François Ozon : Je crois que c'était perméable aux scènes, c'est-à-dire que je pense que Stefan Crépon s'est nourrit de Denis, d'Isabelle, de Khalil Ben Gharbia, de ce qui se passait. Il y a une scène où Stefan pleurait à chaudes larmes. Je ne l'ai pas montée. On en a fait une quand même, où il ne pleurait pas. Parce que je n’étais pas sûr. Après, c'est vrai qu’il y a une nouvelle écriture au moment du montage. On peut doser des choses. Mais après, c'est vrai que moi, j'avais envie d'une forme d'impassibilité dans des moments très dramatiques. Il est impassible quand Peter von Kant pète les plombs, lui demande de la coke. Il lui amène son truc, genre je m'en fous complètement. Et puis des moments des petits haussements de sourcils quand Amir lui montre qu'il est en photo dans un magazine. On sent qu'il s'en fout complètement.

Liste des tâches:
1. Répondez à ces questions sur l'extrait d'entretien :
(a) Que faisait Stefan dans la scène que le réalisateur n'a pas montée ?
(b) Que demande Peter von Kant quand il pète les plombs ?
(c) Que montre Amir au personnage de Stefan ?
2. Recopiez tel quel tout ce qui va de « François Ozon : Je » jusqu'à « s'en fout complètement. » dans l'extrait d'entretien.

Données fournies:

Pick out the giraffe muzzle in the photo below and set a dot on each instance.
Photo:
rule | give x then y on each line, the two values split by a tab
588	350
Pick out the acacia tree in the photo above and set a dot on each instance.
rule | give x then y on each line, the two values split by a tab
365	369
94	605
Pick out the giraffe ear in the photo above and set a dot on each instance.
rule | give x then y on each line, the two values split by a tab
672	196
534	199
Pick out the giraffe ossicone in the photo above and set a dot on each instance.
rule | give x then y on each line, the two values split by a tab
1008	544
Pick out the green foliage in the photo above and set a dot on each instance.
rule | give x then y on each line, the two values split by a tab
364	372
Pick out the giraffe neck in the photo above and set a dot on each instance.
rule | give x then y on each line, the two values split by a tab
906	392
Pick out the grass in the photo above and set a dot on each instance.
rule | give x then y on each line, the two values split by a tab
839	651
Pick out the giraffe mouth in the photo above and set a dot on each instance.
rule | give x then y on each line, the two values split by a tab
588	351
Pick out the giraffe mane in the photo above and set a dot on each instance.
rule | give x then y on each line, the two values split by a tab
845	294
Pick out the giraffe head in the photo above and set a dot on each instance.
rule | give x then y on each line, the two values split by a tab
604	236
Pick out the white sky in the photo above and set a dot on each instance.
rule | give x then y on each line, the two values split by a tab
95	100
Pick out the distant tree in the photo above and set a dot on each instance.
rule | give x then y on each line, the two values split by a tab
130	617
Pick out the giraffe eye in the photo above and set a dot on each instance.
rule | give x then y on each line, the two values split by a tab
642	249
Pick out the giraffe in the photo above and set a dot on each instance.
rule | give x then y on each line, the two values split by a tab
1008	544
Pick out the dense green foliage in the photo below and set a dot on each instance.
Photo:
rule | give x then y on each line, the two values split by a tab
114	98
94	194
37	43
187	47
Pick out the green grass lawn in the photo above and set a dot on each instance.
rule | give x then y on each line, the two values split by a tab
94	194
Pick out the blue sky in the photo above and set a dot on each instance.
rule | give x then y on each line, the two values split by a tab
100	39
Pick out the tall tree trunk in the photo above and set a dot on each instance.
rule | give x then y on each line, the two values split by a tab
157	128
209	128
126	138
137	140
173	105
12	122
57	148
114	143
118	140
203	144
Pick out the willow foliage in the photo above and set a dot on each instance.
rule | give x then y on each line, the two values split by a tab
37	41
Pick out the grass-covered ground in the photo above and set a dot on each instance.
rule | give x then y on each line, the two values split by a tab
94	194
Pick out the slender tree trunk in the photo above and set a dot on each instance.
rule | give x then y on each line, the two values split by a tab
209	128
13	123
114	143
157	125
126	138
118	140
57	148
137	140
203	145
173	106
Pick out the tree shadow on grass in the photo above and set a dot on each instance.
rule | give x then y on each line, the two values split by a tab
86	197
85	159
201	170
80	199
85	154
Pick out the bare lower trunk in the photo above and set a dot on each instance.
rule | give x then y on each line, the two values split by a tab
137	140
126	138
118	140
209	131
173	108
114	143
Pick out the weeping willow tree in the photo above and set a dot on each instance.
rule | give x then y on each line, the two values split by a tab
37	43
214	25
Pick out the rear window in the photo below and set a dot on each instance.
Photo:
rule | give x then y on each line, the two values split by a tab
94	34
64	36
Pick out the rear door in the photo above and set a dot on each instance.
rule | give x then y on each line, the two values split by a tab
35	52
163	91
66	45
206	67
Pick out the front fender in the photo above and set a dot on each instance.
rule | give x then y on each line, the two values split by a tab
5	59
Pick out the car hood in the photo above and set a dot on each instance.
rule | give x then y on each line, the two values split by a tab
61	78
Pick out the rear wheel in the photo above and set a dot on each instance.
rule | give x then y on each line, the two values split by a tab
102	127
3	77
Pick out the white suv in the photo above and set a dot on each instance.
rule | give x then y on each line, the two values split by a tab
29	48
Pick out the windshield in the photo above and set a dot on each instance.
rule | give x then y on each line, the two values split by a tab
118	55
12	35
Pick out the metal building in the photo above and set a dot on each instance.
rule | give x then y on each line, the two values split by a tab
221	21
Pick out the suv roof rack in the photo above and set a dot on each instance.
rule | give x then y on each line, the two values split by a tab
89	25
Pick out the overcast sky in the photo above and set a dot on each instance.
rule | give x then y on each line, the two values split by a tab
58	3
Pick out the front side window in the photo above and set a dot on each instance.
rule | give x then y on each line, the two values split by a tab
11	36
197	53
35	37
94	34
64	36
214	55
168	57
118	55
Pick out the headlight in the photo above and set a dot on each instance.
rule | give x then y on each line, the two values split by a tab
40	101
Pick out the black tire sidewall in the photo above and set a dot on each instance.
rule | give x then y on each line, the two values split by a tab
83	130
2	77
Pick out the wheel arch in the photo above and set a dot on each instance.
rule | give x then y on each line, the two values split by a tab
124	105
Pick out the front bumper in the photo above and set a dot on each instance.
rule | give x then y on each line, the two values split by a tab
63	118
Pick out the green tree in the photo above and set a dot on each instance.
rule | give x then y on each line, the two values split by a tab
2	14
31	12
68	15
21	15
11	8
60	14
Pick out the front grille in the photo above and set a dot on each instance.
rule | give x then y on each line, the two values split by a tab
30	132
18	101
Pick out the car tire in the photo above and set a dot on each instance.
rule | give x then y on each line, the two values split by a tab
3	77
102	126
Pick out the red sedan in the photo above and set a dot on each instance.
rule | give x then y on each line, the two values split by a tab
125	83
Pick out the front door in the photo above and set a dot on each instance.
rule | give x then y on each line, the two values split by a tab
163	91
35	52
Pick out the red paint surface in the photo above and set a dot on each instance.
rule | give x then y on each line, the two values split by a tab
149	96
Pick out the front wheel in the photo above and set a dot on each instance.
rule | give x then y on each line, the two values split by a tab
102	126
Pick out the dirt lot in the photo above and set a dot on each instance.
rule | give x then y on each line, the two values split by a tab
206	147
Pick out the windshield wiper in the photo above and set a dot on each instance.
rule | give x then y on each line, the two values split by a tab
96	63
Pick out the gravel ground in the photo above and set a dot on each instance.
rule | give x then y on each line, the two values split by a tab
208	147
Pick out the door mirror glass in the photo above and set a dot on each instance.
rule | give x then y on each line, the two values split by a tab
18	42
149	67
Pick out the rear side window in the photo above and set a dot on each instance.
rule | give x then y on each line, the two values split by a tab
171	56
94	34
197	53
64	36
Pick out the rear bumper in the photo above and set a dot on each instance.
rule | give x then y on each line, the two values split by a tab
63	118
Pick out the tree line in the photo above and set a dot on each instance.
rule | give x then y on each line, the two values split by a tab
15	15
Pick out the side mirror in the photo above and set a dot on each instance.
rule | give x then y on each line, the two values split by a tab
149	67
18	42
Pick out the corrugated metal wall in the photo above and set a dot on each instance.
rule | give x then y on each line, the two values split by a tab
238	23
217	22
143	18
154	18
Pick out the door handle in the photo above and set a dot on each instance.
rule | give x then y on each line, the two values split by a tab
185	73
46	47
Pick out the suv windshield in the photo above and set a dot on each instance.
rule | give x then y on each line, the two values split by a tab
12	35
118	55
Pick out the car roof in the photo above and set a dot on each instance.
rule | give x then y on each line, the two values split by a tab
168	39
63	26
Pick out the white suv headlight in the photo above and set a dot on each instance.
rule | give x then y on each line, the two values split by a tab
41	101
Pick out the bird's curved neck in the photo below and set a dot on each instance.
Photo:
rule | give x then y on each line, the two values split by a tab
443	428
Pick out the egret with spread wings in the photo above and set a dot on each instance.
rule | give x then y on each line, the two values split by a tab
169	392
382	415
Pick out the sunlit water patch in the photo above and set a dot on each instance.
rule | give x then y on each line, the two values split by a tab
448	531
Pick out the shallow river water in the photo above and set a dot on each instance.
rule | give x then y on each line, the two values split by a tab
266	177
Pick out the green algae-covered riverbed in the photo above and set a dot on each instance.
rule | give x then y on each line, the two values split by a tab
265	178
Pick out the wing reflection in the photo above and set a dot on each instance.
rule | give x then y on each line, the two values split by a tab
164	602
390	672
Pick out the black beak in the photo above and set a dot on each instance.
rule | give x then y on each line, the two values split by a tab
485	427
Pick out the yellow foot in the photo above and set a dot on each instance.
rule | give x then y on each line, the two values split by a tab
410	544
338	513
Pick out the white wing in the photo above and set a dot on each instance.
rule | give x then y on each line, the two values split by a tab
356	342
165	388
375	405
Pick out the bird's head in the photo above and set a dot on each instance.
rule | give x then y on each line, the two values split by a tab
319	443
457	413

Réponses aux tâches:
1.
(a) Il pleurait à chaudes larmes.
(b) De la coke.
(c) Qu'il est en photo dans un magazine.

2.
François Ozon : Je crois que c'était perméable aux scènes, c'est-à-dire que je pense que Stefan Crépon s'est nourrit de Denis, d'Isabelle, de Khalil Ben Gharbia, de ce qui se passait. Il y a une scène où Stefan pleurait à chaudes larmes. Je ne l'ai pas montée. On en a fait une quand même, où il ne pleurait pas. Parce que je n’étais pas sûr. Après, c'est vrai qu’il y a une nouvelle écriture au moment du montage. On peut doser des choses. Mais après, c'est vrai que moi, j'avais envie d'une forme d'impassibilité dans des moments très dramatiques. Il est impassible quand Peter von Kant pète les plombs, lui demande de la coke. Il lui amène son truc, genre je m'en fous complètement. Et puis des moments des petits haussements de sourcils quand Amir lui montre qu'il est en photo dans un magazine. On sent qu'il s'en fout complètement.